Exercise inputs:

=====

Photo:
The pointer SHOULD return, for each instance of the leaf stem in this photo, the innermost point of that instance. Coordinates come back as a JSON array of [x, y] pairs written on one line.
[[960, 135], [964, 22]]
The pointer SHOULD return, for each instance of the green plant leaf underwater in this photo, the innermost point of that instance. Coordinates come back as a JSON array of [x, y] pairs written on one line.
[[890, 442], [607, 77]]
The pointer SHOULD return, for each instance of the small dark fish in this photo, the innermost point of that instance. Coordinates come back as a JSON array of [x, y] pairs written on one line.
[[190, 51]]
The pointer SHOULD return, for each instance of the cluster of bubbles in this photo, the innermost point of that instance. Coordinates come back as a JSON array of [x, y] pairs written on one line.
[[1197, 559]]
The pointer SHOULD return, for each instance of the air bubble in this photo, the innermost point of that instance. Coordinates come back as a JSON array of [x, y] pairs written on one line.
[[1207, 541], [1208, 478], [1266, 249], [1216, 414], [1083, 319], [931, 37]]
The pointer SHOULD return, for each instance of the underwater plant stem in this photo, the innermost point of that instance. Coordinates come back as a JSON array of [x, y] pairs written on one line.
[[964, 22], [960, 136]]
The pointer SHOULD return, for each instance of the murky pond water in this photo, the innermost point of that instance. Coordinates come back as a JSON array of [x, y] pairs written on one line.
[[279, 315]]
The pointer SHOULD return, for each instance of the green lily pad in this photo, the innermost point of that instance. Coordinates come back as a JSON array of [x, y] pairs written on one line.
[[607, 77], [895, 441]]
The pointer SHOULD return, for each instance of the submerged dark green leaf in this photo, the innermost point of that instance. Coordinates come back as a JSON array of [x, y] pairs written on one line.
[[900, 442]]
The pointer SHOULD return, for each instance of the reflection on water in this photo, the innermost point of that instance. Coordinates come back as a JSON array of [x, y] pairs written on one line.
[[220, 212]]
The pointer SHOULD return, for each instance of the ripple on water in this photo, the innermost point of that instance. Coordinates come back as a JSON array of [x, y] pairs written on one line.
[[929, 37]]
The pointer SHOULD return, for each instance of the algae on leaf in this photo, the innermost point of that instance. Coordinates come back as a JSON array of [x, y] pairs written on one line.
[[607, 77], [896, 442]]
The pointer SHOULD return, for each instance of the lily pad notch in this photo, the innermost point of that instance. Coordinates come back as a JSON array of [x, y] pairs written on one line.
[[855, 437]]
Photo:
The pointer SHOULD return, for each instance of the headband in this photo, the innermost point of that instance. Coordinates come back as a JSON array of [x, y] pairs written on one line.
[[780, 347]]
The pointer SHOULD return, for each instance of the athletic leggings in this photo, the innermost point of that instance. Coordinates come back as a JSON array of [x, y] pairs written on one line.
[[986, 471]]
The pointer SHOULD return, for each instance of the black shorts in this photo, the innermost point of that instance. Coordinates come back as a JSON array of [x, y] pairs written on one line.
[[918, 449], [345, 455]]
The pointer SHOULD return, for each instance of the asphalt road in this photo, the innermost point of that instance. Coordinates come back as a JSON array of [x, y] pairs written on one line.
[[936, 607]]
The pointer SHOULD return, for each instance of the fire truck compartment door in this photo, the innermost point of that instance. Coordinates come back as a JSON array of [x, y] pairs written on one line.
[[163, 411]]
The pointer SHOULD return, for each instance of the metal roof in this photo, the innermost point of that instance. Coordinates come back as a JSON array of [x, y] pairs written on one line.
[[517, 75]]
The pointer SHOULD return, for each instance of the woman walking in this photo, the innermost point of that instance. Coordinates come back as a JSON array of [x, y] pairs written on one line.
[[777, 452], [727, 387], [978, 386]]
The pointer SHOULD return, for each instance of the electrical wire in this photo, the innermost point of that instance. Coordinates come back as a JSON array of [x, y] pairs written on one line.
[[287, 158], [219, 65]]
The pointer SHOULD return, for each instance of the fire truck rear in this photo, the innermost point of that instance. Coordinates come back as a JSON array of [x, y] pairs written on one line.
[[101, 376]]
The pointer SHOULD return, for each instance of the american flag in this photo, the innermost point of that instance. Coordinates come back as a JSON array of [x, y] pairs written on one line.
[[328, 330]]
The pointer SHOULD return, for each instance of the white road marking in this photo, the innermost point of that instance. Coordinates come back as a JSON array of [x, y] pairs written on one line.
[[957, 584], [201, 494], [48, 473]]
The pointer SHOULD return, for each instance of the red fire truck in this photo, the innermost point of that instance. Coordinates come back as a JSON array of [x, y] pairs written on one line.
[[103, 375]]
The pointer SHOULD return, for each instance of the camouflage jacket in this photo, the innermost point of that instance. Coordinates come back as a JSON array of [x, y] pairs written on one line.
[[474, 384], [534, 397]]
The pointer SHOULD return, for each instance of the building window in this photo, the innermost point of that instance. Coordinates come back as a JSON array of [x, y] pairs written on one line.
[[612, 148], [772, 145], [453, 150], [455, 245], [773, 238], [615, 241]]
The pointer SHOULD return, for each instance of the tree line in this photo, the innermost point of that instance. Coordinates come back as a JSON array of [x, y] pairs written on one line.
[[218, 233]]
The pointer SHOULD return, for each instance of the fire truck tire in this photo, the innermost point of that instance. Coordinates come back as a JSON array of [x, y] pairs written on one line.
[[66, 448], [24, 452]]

=====

Exercise:
Exactly reproduce every record.

Task output:
Photo:
The pointer SHOULD return, for each instance of the leaf stem in this photo, the innermost point of that instance. Coordinates come back as a JSON array of [x, y] pairs written on one line.
[[960, 135], [964, 22]]
The pointer SHOULD return, for each instance of the green plant leaf underwater in this photo, the innermost point of that instance. Coordinates come back as a JSON array of [x, y] pairs written on one line.
[[890, 442], [607, 77]]
The pointer SHOULD return, for each instance of the small dark fish in this photo, the innermost point of that instance. Coordinates come back as a JSON array of [x, y] pairs written on one line.
[[190, 51]]
The pointer SHOULD return, for each instance of the cluster of bubbles in this photo, the innermost point of that instance. Coordinates come back as a JSON array of [x, y] pairs written on one line.
[[1197, 559]]
The pointer SHOULD return, for each instance of the air bubble in this photo, the innermost point of that instance. Coordinates come back as a JSON array of [x, y] pairs written on one line.
[[1207, 541], [1208, 478], [1266, 249], [1216, 414], [1083, 319], [931, 37]]
The pointer SHOULD return, for each instance of the underwater plant stem in this photo, the innermost point of that instance. Coordinates come back as a JSON array of [x, y] pairs written on one line.
[[964, 22], [960, 136]]
The pointer SHOULD return, for each instance of the murky pond water in this photo, the innermost point of that instance. Coordinates come back as a JSON array of [x, y] pairs written on one line.
[[279, 315]]
The pointer SHOULD return, for each instance of the green lily pad in this photo, the innermost point of that instance. Coordinates come back as a JSON array of [x, y] pairs written on one line.
[[607, 77], [895, 441]]
The pointer SHOULD return, for each instance of the submerged dark green leaf in this photo, the innermost point of that instance. Coordinates come back as a JSON array of [x, y] pairs written on one line.
[[900, 442]]
The pointer SHOULD return, for each instance of the reflection on water in this photo, the innermost point of that instance. Coordinates come back as a JSON array of [x, y] pairs written on one line.
[[220, 212]]
The pointer SHOULD return, for each instance of the ripple on water in this photo, the innermost point of that instance. Coordinates come back as a JSON array of [x, y] pairs written on one line.
[[929, 37]]
The pointer SHOULD return, for each instance of the algae on leaf in this photo, the innermost point of that instance. Coordinates come back as a JSON array of [x, y] pairs written on one line.
[[607, 77], [896, 442]]
The pointer SHOULD return, for each instance of the lily pad notch in this photo, the innermost point of that instance. Coordinates come back as a JSON array of [x, y] pairs written on one line.
[[855, 437]]
Photo:
The pointer SHOULD return, for each instance of the headband in this photo, the innermost point of that instance. Coordinates come back as a JSON array of [x, y] pairs written on one line.
[[780, 347]]
The pointer SHOULD return, for each instance of the athletic leggings in this photo, the innermost point of that instance. Coordinates come back as a JSON array of [x, y] pairs written on one line.
[[986, 471]]
The pointer SHOULD return, for each instance of the black shorts in this photo, the innermost point of that instance. Coordinates come back as a JSON array of [x, y] pairs written on one line.
[[918, 449], [345, 455]]
The pointer SHOULD return, for each instance of the asphalt road in this photo, the innermost point of that instance. Coordinates come back as a JSON array of [x, y] pairs written on one line.
[[936, 607]]
The pointer SHOULD return, for each instance of the fire truck compartment door in this photo, the innermost point of that instance. Coordinates come back as a JSON array of [x, y] pairs written on one line.
[[163, 411]]
The pointer SHOULD return, for each instance of the metal roof in this photo, the innermost point of that instance. Coordinates come back as a JSON array of [x, y] pairs written on one line.
[[517, 75]]
The pointer SHOULD return, for each instance of the woman walking in this photo, the innermost point of that instance. Coordinates come back as a JSON array of [x, y] pairs written on one line.
[[777, 452], [727, 387], [978, 386]]
The pointer SHOULD return, for each instance of the electrical wire in this photo, the innermost point of that instance. Coordinates come back as a JSON array of [x, y] pairs written on one line.
[[287, 158], [219, 65]]
The pointer SHOULD return, for each instance of the fire truck rear in this photo, the innermost point of that instance. Coordinates come back as a JSON array of [x, y] pairs written on one line.
[[101, 376]]
The pointer SHOULD return, for each instance of the american flag in this photo, the innermost point of that instance. Coordinates come back as a JSON array of [x, y] pairs written on one line.
[[328, 330]]
The pointer SHOULD return, for each instance of the white road marking in this photo, the innermost point of that instance. Coordinates come back as a JSON array of [x, y] pairs written on one line.
[[957, 584], [201, 494], [48, 473]]
The pointer SHOULD return, for each instance of the red fire truck in this photo, the innermost point of that instance. Coordinates come back as a JSON array of [x, y] pairs written on one line.
[[103, 375]]
The pointer SHOULD return, for each instance of the camouflage jacket in this photo, the innermost point of that instance. Coordinates come back as a JSON array of [x, y] pairs written on one line.
[[474, 384], [534, 397]]
The pointer SHOULD return, for each instance of the building window in this photo, the innermost point of that instance. Coordinates come back as a JSON array of [x, y] pairs written on one line.
[[612, 148], [772, 145], [453, 150], [455, 245], [773, 238], [615, 241]]
The pointer SHOULD return, for each instance of the tree line in this photo, the innermost point of that instance. Coordinates come back as a JSON array of [x, y] pairs written on one line.
[[218, 233]]
The pointer SHOULD return, for each instance of the fire truck tire in this photo, the innermost point of that instance. Coordinates come back as a JSON array of [x, y] pairs written on one line.
[[66, 448], [24, 452]]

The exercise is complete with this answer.